■ **THE REQUEST**:
Everything from the line that contains "Reviewer note: confirm that each instance of the black and" through the final line of the records should be written out exactly, and nothing outside that span.

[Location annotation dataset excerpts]
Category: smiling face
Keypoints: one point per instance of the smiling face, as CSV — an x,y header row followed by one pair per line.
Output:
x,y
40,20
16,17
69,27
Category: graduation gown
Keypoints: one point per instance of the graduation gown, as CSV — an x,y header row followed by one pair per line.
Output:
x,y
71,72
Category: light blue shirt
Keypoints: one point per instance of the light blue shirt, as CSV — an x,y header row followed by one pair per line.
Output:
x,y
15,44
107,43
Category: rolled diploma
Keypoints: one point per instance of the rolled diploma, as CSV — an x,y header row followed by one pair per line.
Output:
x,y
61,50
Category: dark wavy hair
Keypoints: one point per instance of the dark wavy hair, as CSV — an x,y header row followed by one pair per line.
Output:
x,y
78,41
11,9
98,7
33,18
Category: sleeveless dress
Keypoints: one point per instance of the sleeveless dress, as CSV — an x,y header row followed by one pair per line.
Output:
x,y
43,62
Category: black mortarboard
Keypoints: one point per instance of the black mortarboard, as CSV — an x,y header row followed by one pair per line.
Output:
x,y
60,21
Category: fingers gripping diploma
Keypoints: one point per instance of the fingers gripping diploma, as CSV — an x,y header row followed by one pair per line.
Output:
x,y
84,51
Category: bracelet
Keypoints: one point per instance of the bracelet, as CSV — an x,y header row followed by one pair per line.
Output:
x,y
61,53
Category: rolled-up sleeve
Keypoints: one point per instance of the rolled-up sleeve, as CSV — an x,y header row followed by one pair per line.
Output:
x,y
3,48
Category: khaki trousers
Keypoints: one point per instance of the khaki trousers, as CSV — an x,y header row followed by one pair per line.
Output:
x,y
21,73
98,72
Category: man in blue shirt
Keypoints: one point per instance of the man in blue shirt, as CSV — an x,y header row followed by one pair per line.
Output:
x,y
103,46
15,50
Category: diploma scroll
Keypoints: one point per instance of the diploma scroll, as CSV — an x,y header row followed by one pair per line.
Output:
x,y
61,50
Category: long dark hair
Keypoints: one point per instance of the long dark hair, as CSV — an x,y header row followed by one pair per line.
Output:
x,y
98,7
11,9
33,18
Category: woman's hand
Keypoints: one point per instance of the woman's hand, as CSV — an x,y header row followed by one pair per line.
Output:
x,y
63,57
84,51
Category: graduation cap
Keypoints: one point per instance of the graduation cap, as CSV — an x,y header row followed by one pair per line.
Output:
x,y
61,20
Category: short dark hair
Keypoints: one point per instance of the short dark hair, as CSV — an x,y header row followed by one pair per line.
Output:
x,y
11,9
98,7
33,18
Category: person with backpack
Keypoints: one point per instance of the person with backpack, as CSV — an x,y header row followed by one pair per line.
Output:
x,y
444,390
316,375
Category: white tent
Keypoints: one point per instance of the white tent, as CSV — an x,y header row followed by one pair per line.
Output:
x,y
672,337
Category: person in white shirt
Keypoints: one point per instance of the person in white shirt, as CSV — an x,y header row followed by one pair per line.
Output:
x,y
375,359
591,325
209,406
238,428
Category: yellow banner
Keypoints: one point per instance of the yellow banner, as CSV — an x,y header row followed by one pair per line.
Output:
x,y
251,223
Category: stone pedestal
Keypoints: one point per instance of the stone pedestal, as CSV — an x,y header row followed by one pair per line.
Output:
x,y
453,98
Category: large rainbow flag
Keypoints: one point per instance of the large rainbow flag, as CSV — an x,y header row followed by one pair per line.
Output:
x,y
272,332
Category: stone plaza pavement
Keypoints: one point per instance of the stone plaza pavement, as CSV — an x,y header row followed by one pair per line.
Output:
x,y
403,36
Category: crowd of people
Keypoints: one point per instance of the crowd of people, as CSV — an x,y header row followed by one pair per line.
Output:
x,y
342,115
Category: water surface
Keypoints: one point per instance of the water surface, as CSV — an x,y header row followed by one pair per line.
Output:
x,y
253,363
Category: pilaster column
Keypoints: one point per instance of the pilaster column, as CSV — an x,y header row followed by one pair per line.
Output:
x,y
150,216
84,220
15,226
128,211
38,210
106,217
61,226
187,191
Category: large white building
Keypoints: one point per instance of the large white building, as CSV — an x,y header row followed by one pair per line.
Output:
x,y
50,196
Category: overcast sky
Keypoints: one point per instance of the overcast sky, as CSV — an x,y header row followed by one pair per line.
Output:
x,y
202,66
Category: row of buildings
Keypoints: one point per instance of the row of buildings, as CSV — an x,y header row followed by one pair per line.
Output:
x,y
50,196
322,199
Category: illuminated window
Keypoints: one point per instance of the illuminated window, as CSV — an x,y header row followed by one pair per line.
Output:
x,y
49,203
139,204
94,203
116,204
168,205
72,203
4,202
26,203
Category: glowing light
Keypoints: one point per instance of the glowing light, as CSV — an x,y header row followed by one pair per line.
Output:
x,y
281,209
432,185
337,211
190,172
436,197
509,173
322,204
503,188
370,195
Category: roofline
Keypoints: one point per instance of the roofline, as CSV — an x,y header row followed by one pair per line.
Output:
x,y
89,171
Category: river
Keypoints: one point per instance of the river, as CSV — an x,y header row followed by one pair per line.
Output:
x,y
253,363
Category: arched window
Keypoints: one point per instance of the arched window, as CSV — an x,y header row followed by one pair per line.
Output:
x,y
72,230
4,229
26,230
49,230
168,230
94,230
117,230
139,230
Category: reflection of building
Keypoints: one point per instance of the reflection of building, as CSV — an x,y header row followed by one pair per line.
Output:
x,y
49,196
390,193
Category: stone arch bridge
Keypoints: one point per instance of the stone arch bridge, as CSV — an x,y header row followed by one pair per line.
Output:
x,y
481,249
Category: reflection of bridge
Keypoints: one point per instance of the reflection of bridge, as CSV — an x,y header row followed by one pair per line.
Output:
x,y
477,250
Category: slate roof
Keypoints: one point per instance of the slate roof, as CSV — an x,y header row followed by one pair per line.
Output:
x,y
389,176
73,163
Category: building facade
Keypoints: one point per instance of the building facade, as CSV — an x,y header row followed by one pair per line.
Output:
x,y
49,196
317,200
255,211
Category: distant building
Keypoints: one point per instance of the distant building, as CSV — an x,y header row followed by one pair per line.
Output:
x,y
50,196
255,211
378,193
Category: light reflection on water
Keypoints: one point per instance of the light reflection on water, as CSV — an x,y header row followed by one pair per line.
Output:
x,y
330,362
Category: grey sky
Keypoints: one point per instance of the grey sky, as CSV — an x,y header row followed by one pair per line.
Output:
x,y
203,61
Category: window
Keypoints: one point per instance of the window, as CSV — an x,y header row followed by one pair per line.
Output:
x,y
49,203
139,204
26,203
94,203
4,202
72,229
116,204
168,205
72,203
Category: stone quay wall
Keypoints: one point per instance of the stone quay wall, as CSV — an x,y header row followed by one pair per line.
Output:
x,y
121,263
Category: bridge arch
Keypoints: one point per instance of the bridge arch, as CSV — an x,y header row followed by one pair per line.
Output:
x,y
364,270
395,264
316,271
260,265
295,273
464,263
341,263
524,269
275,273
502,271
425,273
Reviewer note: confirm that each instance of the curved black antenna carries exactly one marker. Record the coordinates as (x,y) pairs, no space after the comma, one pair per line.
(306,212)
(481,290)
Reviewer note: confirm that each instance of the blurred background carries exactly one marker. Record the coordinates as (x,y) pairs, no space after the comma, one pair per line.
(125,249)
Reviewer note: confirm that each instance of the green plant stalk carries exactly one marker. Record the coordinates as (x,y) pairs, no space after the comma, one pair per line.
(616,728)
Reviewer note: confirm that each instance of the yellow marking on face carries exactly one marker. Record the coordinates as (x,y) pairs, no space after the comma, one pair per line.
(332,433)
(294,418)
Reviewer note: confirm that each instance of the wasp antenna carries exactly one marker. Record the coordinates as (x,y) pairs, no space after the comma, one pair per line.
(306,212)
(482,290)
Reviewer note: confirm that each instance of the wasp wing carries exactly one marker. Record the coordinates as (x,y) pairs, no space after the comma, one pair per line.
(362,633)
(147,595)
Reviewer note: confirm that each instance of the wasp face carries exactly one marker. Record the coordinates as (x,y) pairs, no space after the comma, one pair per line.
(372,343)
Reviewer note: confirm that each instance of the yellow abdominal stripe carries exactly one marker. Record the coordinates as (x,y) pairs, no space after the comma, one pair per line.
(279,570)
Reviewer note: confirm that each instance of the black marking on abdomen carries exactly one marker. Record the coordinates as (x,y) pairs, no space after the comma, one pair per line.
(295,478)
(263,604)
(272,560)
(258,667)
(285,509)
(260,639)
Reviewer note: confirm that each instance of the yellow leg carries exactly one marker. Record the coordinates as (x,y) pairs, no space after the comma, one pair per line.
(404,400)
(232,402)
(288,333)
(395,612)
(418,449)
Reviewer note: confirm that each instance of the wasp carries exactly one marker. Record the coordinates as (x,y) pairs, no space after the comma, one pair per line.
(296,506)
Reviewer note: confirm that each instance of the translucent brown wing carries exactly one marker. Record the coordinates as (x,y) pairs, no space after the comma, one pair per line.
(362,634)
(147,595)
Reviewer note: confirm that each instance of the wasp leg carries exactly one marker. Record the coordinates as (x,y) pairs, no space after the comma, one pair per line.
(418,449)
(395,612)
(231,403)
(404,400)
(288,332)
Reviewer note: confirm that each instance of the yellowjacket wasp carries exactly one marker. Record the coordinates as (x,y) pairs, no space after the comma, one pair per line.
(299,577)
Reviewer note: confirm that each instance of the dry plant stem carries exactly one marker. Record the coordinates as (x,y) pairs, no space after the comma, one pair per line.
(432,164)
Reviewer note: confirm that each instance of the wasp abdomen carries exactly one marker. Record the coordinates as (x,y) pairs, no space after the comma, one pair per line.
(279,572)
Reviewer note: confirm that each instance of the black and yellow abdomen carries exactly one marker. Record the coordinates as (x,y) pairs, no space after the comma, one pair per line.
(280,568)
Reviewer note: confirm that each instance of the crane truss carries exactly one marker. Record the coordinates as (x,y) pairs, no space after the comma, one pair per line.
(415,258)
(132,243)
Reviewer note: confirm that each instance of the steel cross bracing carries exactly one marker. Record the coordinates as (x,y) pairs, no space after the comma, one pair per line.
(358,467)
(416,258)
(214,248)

■ **ANSWER TO THE EXERCISE**:
Reviewer note: confirm that each instance of the black and yellow abdomen carries exactly one marker. Record the coordinates as (x,y) pairs, no space after the comma, one pair per line.
(280,568)
Reviewer note: confirm that each instance of the crane truss carries exactly one marker. Record the coordinates as (x,y) pairs, no space after the comma, one pair per line.
(415,258)
(132,243)
Reviewer note: confirm that each instance of the steel cross bracing carries exactly one marker. Record the coordinates as (x,y) pairs, no space after the comma, one pair per line.
(358,467)
(416,258)
(214,248)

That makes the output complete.